Data for analysis
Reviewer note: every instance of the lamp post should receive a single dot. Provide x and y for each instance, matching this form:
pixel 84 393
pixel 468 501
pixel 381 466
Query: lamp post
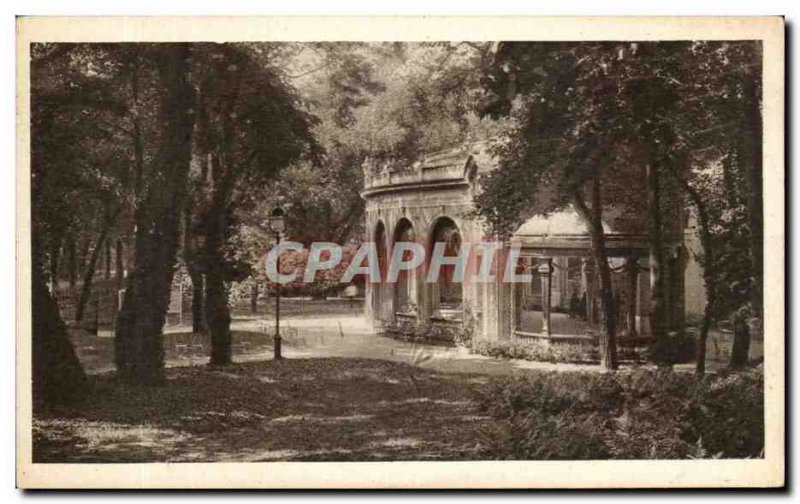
pixel 277 225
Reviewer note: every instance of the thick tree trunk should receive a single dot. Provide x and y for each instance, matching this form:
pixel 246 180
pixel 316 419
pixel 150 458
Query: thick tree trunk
pixel 88 275
pixel 751 156
pixel 198 304
pixel 709 281
pixel 194 270
pixel 58 377
pixel 741 339
pixel 661 348
pixel 120 266
pixel 55 254
pixel 72 263
pixel 217 312
pixel 254 297
pixel 594 219
pixel 107 269
pixel 139 351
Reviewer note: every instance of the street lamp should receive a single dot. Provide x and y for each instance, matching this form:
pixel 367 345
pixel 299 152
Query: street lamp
pixel 277 225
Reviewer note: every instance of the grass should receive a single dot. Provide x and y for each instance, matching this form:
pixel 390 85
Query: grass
pixel 298 409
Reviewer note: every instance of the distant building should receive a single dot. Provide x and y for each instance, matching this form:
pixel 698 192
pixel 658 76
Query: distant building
pixel 431 202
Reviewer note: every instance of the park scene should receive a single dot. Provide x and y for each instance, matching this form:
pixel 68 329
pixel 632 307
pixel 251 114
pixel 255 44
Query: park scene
pixel 479 251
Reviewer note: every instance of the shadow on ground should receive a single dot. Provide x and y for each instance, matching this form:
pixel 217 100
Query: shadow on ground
pixel 298 409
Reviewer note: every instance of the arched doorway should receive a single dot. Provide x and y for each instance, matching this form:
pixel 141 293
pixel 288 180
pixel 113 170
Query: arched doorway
pixel 405 289
pixel 446 294
pixel 379 239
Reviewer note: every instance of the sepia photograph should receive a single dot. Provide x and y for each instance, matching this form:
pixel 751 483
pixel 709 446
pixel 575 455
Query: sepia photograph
pixel 494 249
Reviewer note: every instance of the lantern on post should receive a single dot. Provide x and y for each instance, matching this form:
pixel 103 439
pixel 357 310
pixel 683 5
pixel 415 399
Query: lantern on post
pixel 277 225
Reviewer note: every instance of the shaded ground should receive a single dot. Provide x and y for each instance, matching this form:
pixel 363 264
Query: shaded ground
pixel 298 409
pixel 344 393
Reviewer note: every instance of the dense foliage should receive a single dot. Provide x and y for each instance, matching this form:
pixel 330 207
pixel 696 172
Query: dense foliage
pixel 631 415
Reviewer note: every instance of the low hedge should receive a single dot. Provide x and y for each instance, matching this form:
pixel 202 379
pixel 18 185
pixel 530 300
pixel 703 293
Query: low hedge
pixel 557 352
pixel 642 414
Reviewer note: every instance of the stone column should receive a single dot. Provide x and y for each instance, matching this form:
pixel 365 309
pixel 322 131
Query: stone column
pixel 632 267
pixel 587 279
pixel 545 270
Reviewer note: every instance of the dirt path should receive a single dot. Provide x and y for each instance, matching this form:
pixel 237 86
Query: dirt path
pixel 298 409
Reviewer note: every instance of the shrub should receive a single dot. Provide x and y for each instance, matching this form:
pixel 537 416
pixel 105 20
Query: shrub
pixel 654 414
pixel 542 351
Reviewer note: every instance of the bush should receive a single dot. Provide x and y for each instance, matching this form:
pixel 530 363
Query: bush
pixel 542 351
pixel 633 415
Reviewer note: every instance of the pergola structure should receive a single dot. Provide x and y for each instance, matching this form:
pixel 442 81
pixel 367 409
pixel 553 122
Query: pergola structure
pixel 432 201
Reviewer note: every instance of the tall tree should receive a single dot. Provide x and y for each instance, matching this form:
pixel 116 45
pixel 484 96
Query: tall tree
pixel 139 352
pixel 251 125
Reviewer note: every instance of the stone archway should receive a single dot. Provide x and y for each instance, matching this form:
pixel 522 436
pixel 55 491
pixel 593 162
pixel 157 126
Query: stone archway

What you need to do
Leave the pictures out and repeat exactly the lines from the beginning of the records to the line bearing "pixel 150 458", both ends counted.

Finished exercise
Reviewer note: every instance of the lamp post should receive a single dot. Provide x and y for each instance, matching this form:
pixel 84 393
pixel 468 501
pixel 381 466
Query: lamp post
pixel 277 225
Reviewer note: every instance of the thick tree trunk should receive a single dot. Provide x and y for each instance, matching this form:
pixel 246 180
pixel 316 419
pixel 150 458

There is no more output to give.